> **USING THE INFORMATION**:
(1) Answer the following questions using the forum post on hiring for statistics and programming.
(a) Which approach does the author currently favor?
(b) According to the post, what kind of cost generally arises when specialists handle a project that shifts from mostly engineering work to mostly analysis work?
(c) Instead of searching for both degrees, what does the author say employers should be trying to evaluate directly?
(2) Reproduce the forum post on hiring for statistics and programming verbatim, from "This is a good" to "and vice versa.".

> **TEXT SEGMENT**:
• • • • • • •
SatvikBeri · on March 6, 2017

This is a good question. I've tried both approaches, and currently favor going after the rare multi-skilled hire. In general, I have seen many cases where one person who has a small-medium amount of experience/ability in both is a lot more productive than two specialists.

> There are so many more statisticians who can at least communicate and work effectively with developers and vice versa.

Not in my experience. You need to design your data infrastructure to promote easy analysis, and you need to design your models to scale well according to the amount of data you're working with. There are also many cases where a project will require mostly engineering work for a while, and then mostly analysis/statistics work–there are ways to handle this with specialists of course, but there's generally a significant switching cost.

Also people with a combination of statistics & programming aren't that rare–IMO it's more that employers tend to search for both degrees, when instead you should be trying to evaluate the skills directly.
• • • • • • •
> **RECORDED INFORMATION**:
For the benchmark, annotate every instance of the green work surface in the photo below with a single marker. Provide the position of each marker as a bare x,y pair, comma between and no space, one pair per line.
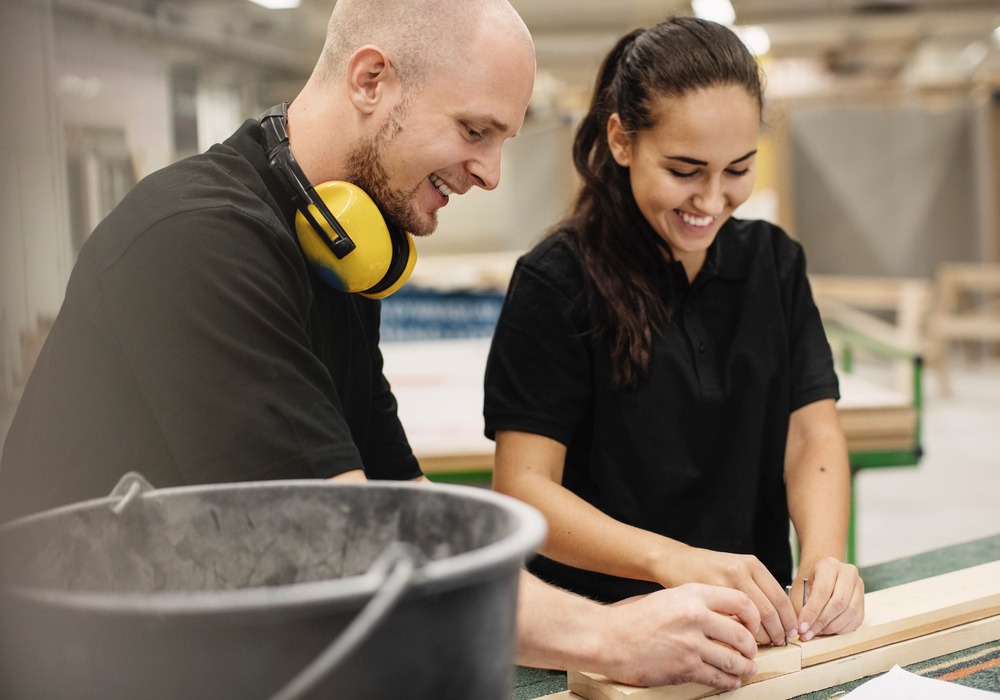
978,667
• • • • • • •
> **ANSWERS BELOW**:
(1)
(a) Going after the rare multi-skilled hire.
(b) A significant switching cost.
(c) The skills.

(2)
This is a good question. I've tried both approaches, and currently favor going after the rare multi-skilled hire. In general, I have seen many cases where one person who has a small-medium amount of experience/ability in both is a lot more productive than two specialists.

> There are so many more statisticians who can at least communicate and work effectively with developers and vice versa.